(Items from a dataset)
--*--

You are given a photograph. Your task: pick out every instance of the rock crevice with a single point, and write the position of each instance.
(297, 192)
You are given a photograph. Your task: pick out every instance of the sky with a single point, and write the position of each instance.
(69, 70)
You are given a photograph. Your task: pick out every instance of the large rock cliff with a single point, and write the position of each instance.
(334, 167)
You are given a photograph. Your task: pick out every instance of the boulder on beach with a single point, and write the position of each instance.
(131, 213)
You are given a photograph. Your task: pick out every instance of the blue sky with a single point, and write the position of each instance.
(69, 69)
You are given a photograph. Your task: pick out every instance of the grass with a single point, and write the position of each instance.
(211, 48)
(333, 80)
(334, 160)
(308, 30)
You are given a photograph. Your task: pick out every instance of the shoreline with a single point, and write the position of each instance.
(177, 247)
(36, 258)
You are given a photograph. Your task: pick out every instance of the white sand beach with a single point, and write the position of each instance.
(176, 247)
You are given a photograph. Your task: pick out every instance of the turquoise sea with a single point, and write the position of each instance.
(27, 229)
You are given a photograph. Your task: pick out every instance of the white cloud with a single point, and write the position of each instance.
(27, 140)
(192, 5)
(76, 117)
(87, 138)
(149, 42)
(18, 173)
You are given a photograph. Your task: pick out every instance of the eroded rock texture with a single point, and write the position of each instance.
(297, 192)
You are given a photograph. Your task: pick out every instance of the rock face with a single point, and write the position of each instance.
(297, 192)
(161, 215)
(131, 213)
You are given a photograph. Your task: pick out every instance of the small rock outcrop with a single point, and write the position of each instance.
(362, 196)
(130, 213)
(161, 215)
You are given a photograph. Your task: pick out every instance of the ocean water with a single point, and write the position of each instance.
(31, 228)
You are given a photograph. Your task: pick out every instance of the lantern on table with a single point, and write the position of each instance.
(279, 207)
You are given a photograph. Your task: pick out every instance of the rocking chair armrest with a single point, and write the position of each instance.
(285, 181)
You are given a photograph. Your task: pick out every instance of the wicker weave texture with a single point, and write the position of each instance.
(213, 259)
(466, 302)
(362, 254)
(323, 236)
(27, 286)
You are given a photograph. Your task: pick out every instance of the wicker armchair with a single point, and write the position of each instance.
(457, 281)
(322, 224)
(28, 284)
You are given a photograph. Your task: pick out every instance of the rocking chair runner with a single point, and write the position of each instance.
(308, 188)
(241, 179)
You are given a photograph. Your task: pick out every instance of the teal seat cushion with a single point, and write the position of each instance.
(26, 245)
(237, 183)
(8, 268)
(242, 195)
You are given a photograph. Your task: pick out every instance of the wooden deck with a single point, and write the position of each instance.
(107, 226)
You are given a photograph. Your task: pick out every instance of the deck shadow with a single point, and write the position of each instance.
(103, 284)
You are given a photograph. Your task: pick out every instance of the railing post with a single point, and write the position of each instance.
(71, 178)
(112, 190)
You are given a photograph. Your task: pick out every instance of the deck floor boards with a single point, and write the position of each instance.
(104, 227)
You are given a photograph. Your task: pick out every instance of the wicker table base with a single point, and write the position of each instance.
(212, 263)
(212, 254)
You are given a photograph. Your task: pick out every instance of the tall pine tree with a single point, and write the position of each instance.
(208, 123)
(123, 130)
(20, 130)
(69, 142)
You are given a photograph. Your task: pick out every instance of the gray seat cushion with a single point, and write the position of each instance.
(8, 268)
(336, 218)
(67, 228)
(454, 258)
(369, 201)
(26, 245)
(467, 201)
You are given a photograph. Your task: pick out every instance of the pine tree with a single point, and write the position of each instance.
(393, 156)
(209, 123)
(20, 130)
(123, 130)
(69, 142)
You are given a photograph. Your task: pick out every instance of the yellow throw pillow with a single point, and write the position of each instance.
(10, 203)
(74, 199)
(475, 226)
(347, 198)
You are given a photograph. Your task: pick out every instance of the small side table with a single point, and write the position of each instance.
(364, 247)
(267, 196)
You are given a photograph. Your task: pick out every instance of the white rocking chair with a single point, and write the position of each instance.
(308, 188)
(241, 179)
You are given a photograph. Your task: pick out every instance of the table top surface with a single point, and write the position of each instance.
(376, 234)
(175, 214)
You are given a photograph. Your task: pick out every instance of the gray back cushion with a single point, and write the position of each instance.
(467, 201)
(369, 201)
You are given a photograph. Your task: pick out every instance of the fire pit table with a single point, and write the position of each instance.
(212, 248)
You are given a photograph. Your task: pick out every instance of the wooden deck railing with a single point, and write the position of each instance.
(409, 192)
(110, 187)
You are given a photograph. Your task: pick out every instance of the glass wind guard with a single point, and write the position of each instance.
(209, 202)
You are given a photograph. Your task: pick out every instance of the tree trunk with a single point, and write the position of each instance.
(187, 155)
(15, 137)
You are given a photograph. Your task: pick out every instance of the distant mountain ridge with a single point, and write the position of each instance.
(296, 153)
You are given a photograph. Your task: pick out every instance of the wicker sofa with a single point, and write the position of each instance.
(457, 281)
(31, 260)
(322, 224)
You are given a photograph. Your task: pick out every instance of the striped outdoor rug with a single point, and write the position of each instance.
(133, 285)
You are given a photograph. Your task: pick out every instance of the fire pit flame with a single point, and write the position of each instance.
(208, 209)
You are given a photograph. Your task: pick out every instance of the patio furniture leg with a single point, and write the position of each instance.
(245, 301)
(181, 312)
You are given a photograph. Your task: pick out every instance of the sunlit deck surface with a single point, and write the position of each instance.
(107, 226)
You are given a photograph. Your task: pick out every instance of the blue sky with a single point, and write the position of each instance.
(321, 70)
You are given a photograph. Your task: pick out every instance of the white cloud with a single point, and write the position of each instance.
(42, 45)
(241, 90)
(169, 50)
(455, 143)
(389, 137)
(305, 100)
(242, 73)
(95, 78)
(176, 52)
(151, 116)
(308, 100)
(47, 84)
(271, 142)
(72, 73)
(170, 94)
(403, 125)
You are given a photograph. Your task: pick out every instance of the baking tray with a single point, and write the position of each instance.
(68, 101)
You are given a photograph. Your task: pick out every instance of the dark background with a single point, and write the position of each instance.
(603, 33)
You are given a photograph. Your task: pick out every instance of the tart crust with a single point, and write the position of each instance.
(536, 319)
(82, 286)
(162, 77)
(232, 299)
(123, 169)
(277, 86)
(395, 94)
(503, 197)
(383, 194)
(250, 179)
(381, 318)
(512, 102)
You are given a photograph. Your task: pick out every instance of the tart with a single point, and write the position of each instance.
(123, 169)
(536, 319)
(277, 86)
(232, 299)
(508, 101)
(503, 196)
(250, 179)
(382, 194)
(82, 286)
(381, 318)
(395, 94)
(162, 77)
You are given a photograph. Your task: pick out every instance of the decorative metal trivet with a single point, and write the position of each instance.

--*--

**WRITTEN TASK**.
Output all of the material, please, exactly as it stands.

**COMPLETED TASK**.
You are given a photograph. Your task: pick out every instance of the rock crevice with a single point, and write the position of each instance.
(297, 192)
You are given a photograph. Your task: pick out every instance of the sky with a single point, and write the position of each instance.
(69, 70)
You are given a photograph. Your task: pick out every instance of the large rock cliff with a single point, and write the position of each instance.
(334, 167)
You are given a photograph. Your task: pick out every instance of the boulder on beach with a single point, and write the position of each instance.
(131, 213)
You are given a photograph. Your task: pick out every instance of the blue sky with a single point, and write the position of each instance.
(69, 69)
You are given a photograph. Your task: pick out every instance of the grass with a single point, and write the position of each instance.
(211, 48)
(333, 80)
(334, 160)
(308, 30)
You are given a photograph. Your task: pick out every instance of the shoreline with a single point, and write the position of each instance.
(177, 247)
(36, 258)
You are given a photograph. Your task: pick out every instance of the white sand beach with a single point, and write the position of each instance.
(176, 247)
You are given a photograph. Your task: pick out every instance of the turquoise sea with a single point, and write the position of each instance.
(27, 229)
You are given a photograph. Your task: pick out every instance of the white cloud with a single point, and write the position of each instance.
(27, 140)
(192, 5)
(76, 117)
(87, 138)
(149, 42)
(18, 173)
You are given a photograph. Your task: pick out every instance of the eroded rock texture with a single point, and write the position of each instance.
(297, 192)
You are given a photograph. Your task: pick out every instance of the rock face with a single point, and write the position of each instance.
(297, 192)
(161, 215)
(131, 213)
You are given a photograph. Your task: pick out every instance of the small rock outcrop with a single point, and write the position of each instance.
(362, 196)
(130, 213)
(161, 215)
You are given a photograph. Your task: pick out every instance of the ocean water with a single point, and write the position of each instance.
(31, 228)
You are given a photograph. Your task: pick out every instance of the lantern on table with a single point, and write the position of each instance.
(279, 207)
You are given a photograph. Your task: pick out every instance of the rocking chair armrest with a single point, and write the position of each instance.
(285, 181)
You are given a photograph. Your task: pick out every instance of the wicker weave texture with a single point, and write the position of each instance.
(213, 259)
(466, 302)
(362, 254)
(323, 236)
(27, 286)
You are given a photograph. Your task: pick out every instance of the wicker armchair with a single point, and write the position of each instance.
(457, 281)
(322, 224)
(28, 284)
You are given a photograph. Your task: pick out every instance of the rocking chair runner with a single point, and write the position of each instance.
(308, 188)
(241, 179)
You are given a photograph. Your task: pick out every instance of the teal seat cushion with a single point, and write the position of each instance.
(26, 245)
(237, 183)
(8, 268)
(242, 195)
You are given a photograph. Your task: pick out every instance of the wooden deck with a single point, and write the position of each instance.
(107, 226)
You are given a photograph. Your task: pick out every instance of the deck shadow with a single point, and write the position of each instance.
(103, 284)
You are given a photograph. Your task: pick out every instance of the railing post with a single point, and write the position of each instance.
(71, 178)
(112, 190)
You are given a photograph. Your task: pick out every instance of the deck floor boards with a single point, and write the position of each instance.
(104, 227)
You are given a photograph. Your task: pick out every instance of the wicker table base with a single point, and write the position of each instance.
(212, 263)
(212, 254)
You are given a photograph. Your task: pick out every instance of the tall pine tree with a single point, and write the position of each instance.
(208, 123)
(123, 130)
(20, 130)
(69, 142)
You are given a photograph. Your task: pick out every instance of the gray seat cushion with a single point, and write the position of each instance.
(8, 268)
(336, 218)
(67, 228)
(454, 258)
(369, 201)
(26, 245)
(467, 201)
You are given a photograph. Your task: pick out every instance of the pine tree with a single point, and write the position of each instance.
(393, 156)
(209, 123)
(20, 130)
(123, 130)
(69, 142)
You are given a photograph. Your task: pick out every instance of the yellow throw pillow with a single point, and write the position of each instance.
(10, 203)
(74, 199)
(475, 226)
(347, 198)
You are given a photograph. Your task: pick out every instance of the small side table with a single point, and write the position of each instance.
(364, 247)
(267, 196)
You are given a photograph. Your task: pick out every instance of the white rocking chair with a single point, and write the position of each instance.
(308, 188)
(241, 179)
You are given a photograph. Your task: pick out every instance of the table top surface with a single point, and write the position of each instance.
(376, 234)
(175, 214)
You are given a photograph. Your task: pick out every instance of the gray back cushion with a single point, and write the position of each instance.
(467, 201)
(369, 201)
You are given a photograph. Your task: pick out every instance of the fire pit table with a single point, and write the position of each instance.
(212, 248)
You are given a photograph. Your task: pick out every instance of the wooden deck railing with a single point, and write the position of each instance.
(409, 192)
(110, 187)
You are given a photograph. Your task: pick out every instance of the glass wind guard with a single point, and write the position of each instance.
(209, 202)
You are given a photograph. Your task: pick out every instance of the tree trunk with a single point, and write the position of each instance.
(187, 155)
(15, 137)
You are given a photograph. Your task: pick out every instance of the distant mountain ridge with a single point, and write the position of each instance.
(296, 153)
You are given a photograph. Your task: pick out every instance of the wicker sofa with a single point, and write the position of each instance.
(457, 281)
(31, 260)
(322, 224)
You are given a photograph. Your task: pick out every instance of the striped outdoor rug with a single point, and write the position of each instance.
(133, 285)
You are given a photograph. Your task: pick out every instance of the fire pit flame with a single point, and write the position of each instance.
(208, 209)
You are given a photograph. Your task: pick out every instance of the patio furniture leg with a single point, and write the position of each instance.
(245, 301)
(181, 312)
You are given a photograph. Your task: pick out every instance of the sunlit deck surface with a single point, and write the position of each instance.
(107, 226)
You are given a photograph. Your task: pick out every instance of the blue sky with a single point, and write the position of each instance.
(321, 70)
You are given a photograph. Your task: pick out every instance of the white cloud with a single point, and write the position of each instance.
(42, 45)
(241, 90)
(169, 50)
(455, 143)
(389, 137)
(305, 100)
(242, 73)
(95, 78)
(176, 52)
(151, 116)
(308, 100)
(47, 84)
(271, 142)
(72, 73)
(170, 94)
(403, 125)
You are given a photograph. Your task: pick out every instance of the baking tray with a single point, and write the position of each instance.
(68, 101)
You are given a photograph. Your task: pick out every instance of the dark background with a single point, and write the position of each instance.
(603, 33)
You are given a photograph. Your task: pick out every instance of the tart crust with a single point, and write the position of each instance.
(536, 319)
(82, 286)
(162, 77)
(232, 299)
(123, 169)
(277, 86)
(395, 94)
(503, 197)
(383, 194)
(250, 179)
(381, 318)
(512, 102)
You are given a photograph. Your task: pick out every instance of the tart with a single point, and write the position of each instance.
(123, 169)
(536, 319)
(277, 86)
(232, 299)
(508, 101)
(503, 196)
(250, 179)
(382, 194)
(82, 286)
(381, 318)
(395, 94)
(162, 77)
You are given a photograph. Your task: pick out every instance of the decorative metal trivet with a single point, and write the position of each instance.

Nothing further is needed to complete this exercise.